BEGIN Document text

By William H. Apfel, CFA
From the Summer 2015 Edition of Values
Climate change is the world’s foremost environmental challenge. Failure to reverse the untoward course of our carbon fuel-hungry global economy will lead inexorably to devastating consequences both forecast and unforeseen.
Along with our clients, we at Walden are committed to using our voice to foster action on this issue. At the center of our work is a call to the companies in which we invest to develop robust, thoroughly benchmarked programs to meet the greenhouse gas emissions goal recommended by the Intergovernmental Panel on Climate Change (IPCC). We thus urge every company to reduce emissions by 55 percent globally by 2050—a figure deemed the minimum to divert the planet from its current, unsustainable path. We are pleased to have gained commitments from a number of leading corporations. We hope these will be emulated as our campaign gains steam.
Many Walden clients have also chosen to bring attention to this issue by joining the movement, inspired by Bill McKibben’s 350. org, to divest of all fossil fuel companies. The divestment movement has been joined by college students, religious organizations, progressive nonprofits, and other concerned institutions and individuals. It has forced investors of all stripes to consider the destructive consequences of burning the carbon assets that these companies own, and raises stark questions: Should ethical investors continue to invest in businesses that benefit from destruction that is woven into their very business model? Ethics aside, if the business of fossil fuel companies is to generate profits by burning assets that contribute to climate change, do such companies have a business model that can survive in a world that confronts this challenge?

END Document text
BEGIN Information supplied

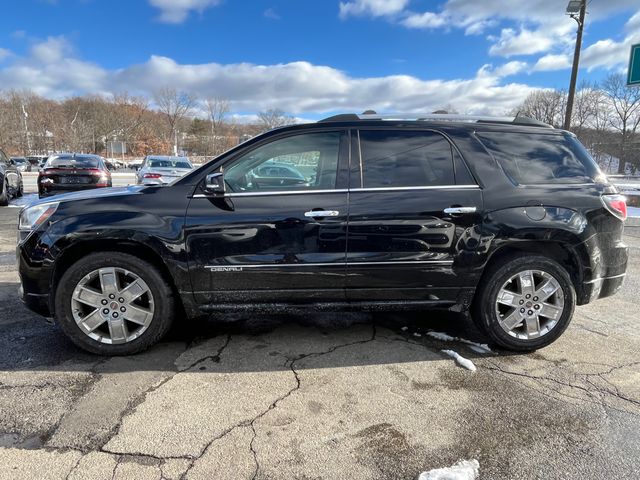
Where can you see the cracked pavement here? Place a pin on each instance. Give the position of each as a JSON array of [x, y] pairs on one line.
[[326, 396]]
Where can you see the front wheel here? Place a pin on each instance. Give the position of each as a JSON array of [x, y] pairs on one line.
[[114, 304], [4, 194], [525, 302]]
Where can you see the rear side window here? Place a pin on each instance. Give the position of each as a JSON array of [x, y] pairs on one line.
[[531, 159], [405, 159]]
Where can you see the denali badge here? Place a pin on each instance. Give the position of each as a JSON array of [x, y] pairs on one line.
[[224, 269]]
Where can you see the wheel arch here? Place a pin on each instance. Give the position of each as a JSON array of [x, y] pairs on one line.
[[78, 250], [568, 256]]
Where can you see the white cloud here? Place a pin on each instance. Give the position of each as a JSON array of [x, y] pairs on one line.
[[177, 11], [425, 20], [552, 62], [271, 14], [524, 42], [373, 8], [299, 88], [52, 50], [529, 27]]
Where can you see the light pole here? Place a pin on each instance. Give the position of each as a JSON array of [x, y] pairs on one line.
[[577, 10]]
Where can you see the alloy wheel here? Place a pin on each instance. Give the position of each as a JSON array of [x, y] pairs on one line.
[[112, 305], [529, 304]]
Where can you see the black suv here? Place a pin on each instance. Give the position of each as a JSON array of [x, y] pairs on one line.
[[509, 219]]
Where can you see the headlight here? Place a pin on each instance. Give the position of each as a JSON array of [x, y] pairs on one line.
[[34, 216]]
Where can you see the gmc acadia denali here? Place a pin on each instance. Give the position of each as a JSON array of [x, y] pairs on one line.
[[508, 219]]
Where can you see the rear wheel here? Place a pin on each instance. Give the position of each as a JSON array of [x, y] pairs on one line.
[[4, 194], [525, 302], [114, 304]]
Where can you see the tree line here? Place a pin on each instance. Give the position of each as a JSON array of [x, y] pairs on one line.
[[176, 122], [606, 119]]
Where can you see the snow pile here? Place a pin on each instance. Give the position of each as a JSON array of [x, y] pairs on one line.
[[460, 360], [476, 347], [463, 470]]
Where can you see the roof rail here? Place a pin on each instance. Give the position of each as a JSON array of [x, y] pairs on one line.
[[439, 117]]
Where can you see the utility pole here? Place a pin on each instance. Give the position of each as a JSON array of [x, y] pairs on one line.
[[577, 10]]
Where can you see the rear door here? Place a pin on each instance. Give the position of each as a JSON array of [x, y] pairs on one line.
[[278, 234], [413, 208]]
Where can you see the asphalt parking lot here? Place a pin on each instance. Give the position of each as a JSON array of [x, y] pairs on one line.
[[333, 396]]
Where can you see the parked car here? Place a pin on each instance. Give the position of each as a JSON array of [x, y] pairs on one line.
[[20, 163], [70, 172], [37, 161], [135, 164], [510, 220], [10, 180], [161, 170]]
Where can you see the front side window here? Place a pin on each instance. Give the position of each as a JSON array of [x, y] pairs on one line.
[[301, 162], [405, 159]]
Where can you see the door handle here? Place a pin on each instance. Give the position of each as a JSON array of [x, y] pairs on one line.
[[321, 213], [458, 210]]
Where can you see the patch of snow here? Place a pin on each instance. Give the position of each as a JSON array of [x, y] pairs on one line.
[[460, 360], [476, 347], [463, 470]]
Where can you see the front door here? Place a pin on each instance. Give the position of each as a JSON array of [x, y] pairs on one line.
[[413, 211], [279, 232]]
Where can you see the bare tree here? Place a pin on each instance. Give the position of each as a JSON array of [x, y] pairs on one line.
[[274, 118], [218, 109], [544, 105], [176, 106], [625, 103]]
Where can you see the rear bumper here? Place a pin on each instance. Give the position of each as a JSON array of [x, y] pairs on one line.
[[56, 189], [606, 276]]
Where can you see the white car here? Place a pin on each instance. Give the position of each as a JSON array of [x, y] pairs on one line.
[[161, 170]]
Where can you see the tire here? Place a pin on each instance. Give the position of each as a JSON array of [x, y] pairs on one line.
[[4, 194], [494, 312], [156, 305]]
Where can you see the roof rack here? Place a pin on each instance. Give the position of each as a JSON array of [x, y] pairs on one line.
[[438, 117]]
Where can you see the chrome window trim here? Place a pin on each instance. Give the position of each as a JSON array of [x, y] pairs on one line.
[[330, 264], [430, 187], [341, 190]]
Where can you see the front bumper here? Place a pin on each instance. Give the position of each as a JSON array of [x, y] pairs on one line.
[[36, 302]]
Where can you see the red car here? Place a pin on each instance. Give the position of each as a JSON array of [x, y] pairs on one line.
[[71, 172]]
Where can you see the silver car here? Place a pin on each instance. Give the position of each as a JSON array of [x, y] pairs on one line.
[[161, 170]]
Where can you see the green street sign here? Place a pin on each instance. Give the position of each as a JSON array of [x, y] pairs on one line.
[[634, 66]]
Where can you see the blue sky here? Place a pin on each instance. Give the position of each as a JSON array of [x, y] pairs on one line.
[[311, 57]]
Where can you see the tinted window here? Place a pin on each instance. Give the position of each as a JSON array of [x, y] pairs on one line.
[[539, 158], [405, 159], [73, 162], [301, 162]]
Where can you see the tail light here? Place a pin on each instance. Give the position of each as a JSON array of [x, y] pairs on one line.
[[616, 204]]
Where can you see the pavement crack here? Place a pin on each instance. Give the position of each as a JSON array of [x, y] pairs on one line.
[[250, 423]]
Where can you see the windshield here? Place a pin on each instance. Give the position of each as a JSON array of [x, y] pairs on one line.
[[167, 163], [73, 162]]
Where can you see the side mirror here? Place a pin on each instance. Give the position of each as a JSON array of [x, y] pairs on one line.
[[214, 183]]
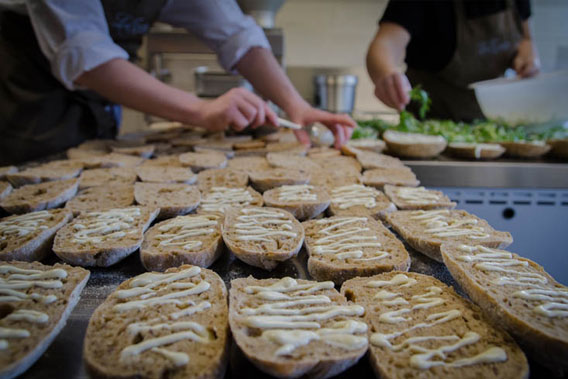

END Information supplied

▸ **Tasks**
1. In the essay on climate change and investing, why does Walden urge every company to cut emissions by 55 percent globally by 2050? Answer in one to three sentences.
2. Write the next part of the essay on climate change and investing, starting after its final question.
The rows play no part in this work.

▸ **Written answers**
1. That target is the greenhouse gas emissions goal recommended by the Intergovernmental Panel on Climate Change. It is considered the minimum needed to steer the planet away from its current, unsustainable path.

2.
While celebrating the achievements of the divestment movement, and joining efforts to urge companies to set ambitious goals for reducing their greenhouse gas emissions, many Walden clients choose to engage with fossil fuel companies, using their ownership standing to give public voice to their concerns. We equally applaud this approach and work closely with clients to craft effective engagement strategies. Why engage with companies whose operations are at the center of the climate change problem? We know that fossil fuels will be the main energy source for the global economy for years to come. Having a voice in the oversight of these businesses makes it possible to influence their practices and their role in public policy. Investors have already demanded that fossil fuel companies recognize the risk of climate change and support regulatory and tax measures that will put the global economy on a sustainable path.
These efforts have had some success. Climate change denial is no longer in vogue among leading fossil fuel producers. Better disclosure on political spending and lobbying, demanded by concerned investors, can help reduce the influence of big oil on the political process. If all concerned investors were to give up this “seat at the table”, who then would advocate for these better practices? And while climate change is the paramount issue, Walden and other shareholder advocates have successfully engaged fossil fuel companies on a range of other concerns, from monitoring and reducing their own emissions and toxic wastes, to how they engage with indigenous populations, mitigate land use impacts, or operate in fragile ecologies.
Achieving the 2050 goal set by the IPCC in reducing greenhouse gas emissions will not be easy. Progress thus far has been modest and halting. Enforceable global agreements will be required, and these must include substantial changes in regulatory, trade, and tax policy. Investors, we believe, can play a critical role. By raising our voices together, whether through divestment, engagement, or by directly advocating changes in public policy, we can make a difference.